[SUPPLIED DATA — start]

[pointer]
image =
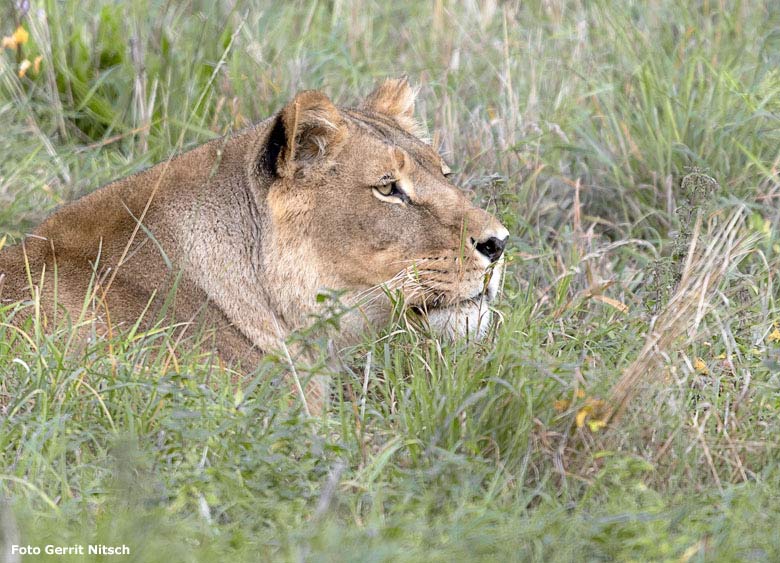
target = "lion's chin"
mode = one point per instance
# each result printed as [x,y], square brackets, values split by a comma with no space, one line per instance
[468,319]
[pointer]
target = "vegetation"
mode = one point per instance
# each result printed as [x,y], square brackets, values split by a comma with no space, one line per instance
[627,407]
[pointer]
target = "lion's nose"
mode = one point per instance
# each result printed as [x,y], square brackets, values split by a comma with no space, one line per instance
[492,247]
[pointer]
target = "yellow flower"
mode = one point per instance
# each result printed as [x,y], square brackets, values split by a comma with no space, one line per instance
[23,66]
[20,35]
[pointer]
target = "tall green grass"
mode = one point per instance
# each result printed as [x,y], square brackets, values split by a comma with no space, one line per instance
[575,122]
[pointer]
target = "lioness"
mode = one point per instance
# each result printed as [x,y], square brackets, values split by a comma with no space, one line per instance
[251,227]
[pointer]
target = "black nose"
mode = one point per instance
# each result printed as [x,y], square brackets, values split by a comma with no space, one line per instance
[493,247]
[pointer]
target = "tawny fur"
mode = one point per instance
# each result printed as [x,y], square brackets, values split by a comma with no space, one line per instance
[251,227]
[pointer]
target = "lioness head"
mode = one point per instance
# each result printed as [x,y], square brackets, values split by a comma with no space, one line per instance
[372,204]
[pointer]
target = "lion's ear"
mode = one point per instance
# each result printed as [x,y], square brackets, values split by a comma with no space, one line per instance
[395,98]
[307,128]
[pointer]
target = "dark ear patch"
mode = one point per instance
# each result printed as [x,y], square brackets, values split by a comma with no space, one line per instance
[312,128]
[269,158]
[395,98]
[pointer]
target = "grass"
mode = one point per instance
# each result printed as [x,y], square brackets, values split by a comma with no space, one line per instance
[588,127]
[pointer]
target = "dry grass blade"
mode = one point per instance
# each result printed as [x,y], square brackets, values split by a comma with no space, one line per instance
[703,270]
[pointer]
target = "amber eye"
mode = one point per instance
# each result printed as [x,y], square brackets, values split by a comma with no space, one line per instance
[391,190]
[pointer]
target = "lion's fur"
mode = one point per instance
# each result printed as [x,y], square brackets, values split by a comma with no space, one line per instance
[251,227]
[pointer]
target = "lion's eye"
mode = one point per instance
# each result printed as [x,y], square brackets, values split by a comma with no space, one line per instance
[391,190]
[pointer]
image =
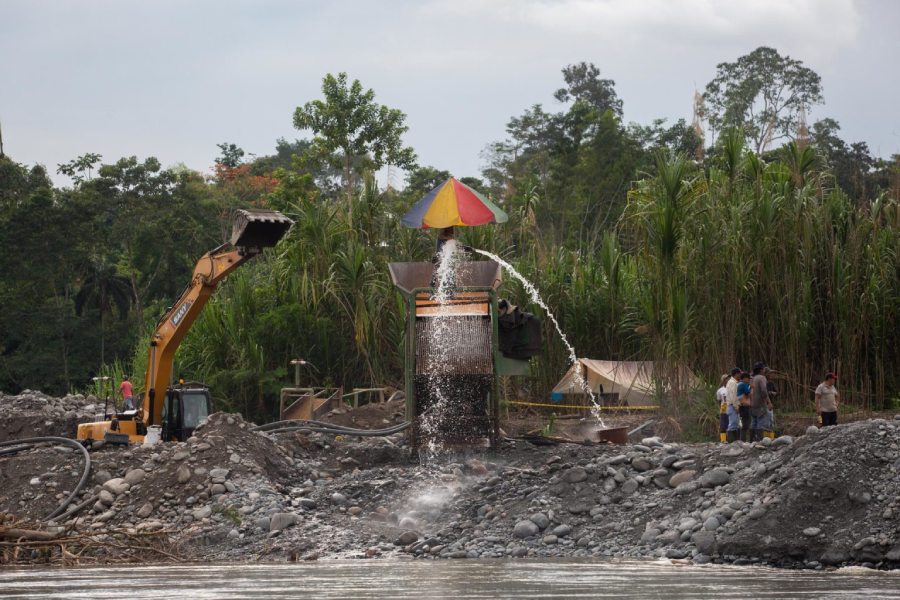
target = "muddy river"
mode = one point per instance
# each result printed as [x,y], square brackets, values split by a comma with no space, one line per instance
[459,580]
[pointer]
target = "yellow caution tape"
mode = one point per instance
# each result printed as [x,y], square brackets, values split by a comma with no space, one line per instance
[583,407]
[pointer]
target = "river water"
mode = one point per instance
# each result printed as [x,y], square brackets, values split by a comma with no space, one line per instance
[460,580]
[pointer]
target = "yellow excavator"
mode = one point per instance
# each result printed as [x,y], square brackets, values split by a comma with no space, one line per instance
[177,409]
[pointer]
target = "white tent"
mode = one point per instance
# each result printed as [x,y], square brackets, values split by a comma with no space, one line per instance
[632,380]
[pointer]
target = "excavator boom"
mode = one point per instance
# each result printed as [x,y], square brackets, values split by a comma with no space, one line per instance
[253,230]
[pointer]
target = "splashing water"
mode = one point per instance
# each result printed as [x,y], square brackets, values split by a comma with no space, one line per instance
[441,332]
[536,298]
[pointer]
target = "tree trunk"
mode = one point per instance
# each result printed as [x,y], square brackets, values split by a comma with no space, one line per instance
[348,186]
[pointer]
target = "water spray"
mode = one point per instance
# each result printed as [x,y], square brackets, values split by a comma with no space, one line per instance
[536,298]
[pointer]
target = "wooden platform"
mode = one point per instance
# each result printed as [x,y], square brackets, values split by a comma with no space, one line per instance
[461,304]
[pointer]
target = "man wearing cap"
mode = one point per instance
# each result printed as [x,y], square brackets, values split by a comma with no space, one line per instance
[759,402]
[826,400]
[732,410]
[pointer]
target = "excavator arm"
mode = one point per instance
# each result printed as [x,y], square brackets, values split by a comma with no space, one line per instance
[253,230]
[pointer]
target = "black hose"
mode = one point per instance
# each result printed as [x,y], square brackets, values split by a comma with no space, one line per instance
[29,443]
[343,431]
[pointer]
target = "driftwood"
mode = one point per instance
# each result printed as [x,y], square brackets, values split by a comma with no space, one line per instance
[31,546]
[28,535]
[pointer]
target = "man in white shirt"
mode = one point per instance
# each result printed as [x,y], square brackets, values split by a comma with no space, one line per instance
[733,409]
[722,399]
[826,400]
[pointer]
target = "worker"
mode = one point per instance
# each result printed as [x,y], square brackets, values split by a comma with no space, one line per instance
[127,392]
[759,402]
[722,399]
[734,405]
[743,392]
[827,400]
[773,393]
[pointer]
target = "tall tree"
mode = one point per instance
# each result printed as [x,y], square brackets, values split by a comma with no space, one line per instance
[350,128]
[583,83]
[763,92]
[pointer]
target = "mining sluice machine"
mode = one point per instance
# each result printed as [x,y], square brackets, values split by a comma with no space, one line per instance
[453,357]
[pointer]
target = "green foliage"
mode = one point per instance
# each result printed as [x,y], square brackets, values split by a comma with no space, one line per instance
[764,93]
[351,128]
[789,257]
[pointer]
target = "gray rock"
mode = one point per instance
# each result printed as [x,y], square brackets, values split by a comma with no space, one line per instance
[116,486]
[526,529]
[183,474]
[281,521]
[681,477]
[641,464]
[649,535]
[669,461]
[705,542]
[135,476]
[715,478]
[629,487]
[540,519]
[106,498]
[834,556]
[575,475]
[406,538]
[893,554]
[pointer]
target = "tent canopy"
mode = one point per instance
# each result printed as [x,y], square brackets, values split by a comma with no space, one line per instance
[632,380]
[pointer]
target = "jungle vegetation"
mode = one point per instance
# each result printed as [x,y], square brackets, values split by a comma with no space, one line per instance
[764,240]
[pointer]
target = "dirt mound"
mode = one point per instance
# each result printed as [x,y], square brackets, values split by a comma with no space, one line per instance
[834,496]
[33,414]
[376,415]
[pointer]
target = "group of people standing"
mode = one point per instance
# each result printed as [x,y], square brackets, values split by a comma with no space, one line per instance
[746,404]
[746,410]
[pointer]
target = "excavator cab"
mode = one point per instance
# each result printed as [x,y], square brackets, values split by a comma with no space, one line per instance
[186,406]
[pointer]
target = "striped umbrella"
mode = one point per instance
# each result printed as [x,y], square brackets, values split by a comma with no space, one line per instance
[450,204]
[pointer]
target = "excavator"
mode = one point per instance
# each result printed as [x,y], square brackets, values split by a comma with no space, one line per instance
[173,411]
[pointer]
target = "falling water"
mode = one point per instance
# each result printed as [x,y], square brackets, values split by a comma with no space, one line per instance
[434,422]
[536,298]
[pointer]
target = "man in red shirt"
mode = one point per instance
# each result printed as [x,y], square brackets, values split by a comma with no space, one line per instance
[127,394]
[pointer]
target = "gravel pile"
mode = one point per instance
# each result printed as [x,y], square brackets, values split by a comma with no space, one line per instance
[33,414]
[828,498]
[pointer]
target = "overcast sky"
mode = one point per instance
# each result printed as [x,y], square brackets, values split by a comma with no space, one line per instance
[172,78]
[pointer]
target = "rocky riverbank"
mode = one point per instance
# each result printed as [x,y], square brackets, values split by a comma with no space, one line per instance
[828,498]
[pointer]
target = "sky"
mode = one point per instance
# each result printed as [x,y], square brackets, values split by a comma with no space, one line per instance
[172,79]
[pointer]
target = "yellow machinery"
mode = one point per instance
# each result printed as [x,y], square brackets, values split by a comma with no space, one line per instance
[178,409]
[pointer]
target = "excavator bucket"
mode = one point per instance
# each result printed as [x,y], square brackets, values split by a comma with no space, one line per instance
[258,228]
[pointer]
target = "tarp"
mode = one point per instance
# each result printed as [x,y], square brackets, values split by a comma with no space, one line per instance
[632,380]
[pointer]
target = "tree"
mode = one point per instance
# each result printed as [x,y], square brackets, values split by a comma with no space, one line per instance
[583,84]
[763,92]
[351,128]
[232,155]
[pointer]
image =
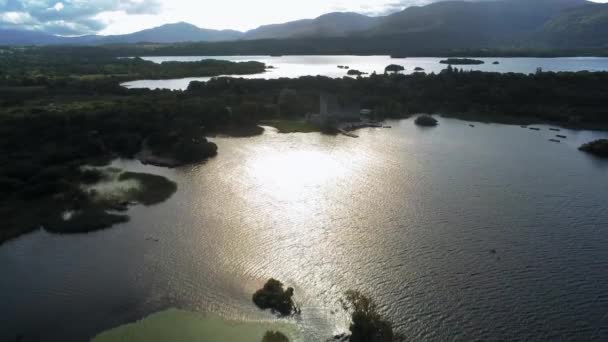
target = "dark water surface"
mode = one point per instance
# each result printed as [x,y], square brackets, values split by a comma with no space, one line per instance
[459,233]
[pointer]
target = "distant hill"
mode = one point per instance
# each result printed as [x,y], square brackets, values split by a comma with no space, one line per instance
[328,25]
[580,27]
[474,24]
[169,33]
[22,37]
[440,26]
[173,33]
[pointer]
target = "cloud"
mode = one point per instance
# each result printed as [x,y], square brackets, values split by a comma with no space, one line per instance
[68,17]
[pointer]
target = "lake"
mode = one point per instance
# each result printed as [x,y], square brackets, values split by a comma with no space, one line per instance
[459,233]
[296,66]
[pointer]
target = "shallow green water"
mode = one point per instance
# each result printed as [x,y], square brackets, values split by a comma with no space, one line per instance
[184,326]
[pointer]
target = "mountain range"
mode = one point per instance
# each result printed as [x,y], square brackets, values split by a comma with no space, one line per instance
[460,24]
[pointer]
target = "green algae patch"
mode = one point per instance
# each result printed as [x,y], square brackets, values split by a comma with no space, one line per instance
[179,325]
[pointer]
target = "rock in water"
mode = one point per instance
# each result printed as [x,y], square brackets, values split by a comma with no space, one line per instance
[598,148]
[426,121]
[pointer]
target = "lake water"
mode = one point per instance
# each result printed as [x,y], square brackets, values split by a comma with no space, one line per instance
[459,233]
[296,66]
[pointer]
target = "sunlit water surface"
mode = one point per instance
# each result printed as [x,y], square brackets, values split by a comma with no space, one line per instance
[296,66]
[407,215]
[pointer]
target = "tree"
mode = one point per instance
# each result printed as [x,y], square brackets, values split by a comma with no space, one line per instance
[394,68]
[367,324]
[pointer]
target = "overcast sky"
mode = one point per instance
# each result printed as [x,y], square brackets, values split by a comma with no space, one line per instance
[75,17]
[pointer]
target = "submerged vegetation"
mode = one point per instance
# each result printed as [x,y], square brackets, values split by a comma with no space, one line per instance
[272,296]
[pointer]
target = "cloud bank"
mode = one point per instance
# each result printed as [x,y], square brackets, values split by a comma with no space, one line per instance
[68,17]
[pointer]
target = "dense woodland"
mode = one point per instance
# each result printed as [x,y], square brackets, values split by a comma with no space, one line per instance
[59,112]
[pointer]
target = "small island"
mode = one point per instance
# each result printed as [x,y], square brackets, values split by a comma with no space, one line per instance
[355,72]
[367,325]
[461,61]
[272,296]
[426,121]
[394,68]
[598,148]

[SUPPLIED DATA — finish]

WHAT IS BEING ASKED: Scan the entries for lines holding the string "black", then copy every one of them.

RESULT OF THE EXERCISE:
target = "black nose"
target = "black hose"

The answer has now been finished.